THE REQUEST: Reproduce all the lines below exactly and omit the images.

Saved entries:
· · · · ·

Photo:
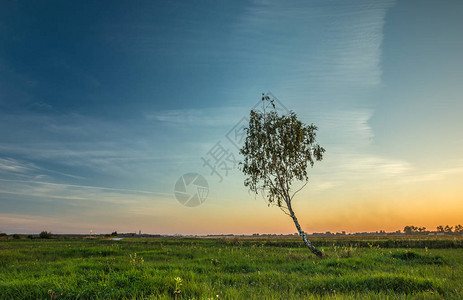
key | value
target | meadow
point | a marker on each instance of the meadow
(232, 268)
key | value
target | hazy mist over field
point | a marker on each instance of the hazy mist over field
(104, 106)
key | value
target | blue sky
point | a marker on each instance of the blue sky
(103, 106)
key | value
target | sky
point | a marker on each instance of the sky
(104, 106)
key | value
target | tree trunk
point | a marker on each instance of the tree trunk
(303, 235)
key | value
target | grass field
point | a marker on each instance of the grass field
(232, 268)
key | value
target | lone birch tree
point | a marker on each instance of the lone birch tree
(277, 151)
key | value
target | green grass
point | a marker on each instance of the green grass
(258, 268)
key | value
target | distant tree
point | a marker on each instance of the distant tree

· · · · ·

OUTPUT BELOW:
Photo:
key | value
target | meadow
point | a marker on each instance of the meadow
(232, 268)
key | value
target | hazy mist over field
point | a marker on each instance of the hazy mist over field
(104, 106)
key | value
target | blue sky
point | a marker on each instance of the blue sky
(103, 106)
key | value
target | sky
point | a marker on each instance of the sky
(104, 106)
key | value
target | tree trunk
point | a marker on each instance of the tree trunk
(303, 235)
key | value
target | grass field
point | a marker on each instance of the grass field
(232, 268)
key | value
target | lone birch tree
point | a marker on each instance of the lone birch tree
(277, 151)
key | value
target | green grass
point | a marker on each instance of the green grass
(258, 268)
key | value
target | distant tree
point | a marker on each instance of the distant tree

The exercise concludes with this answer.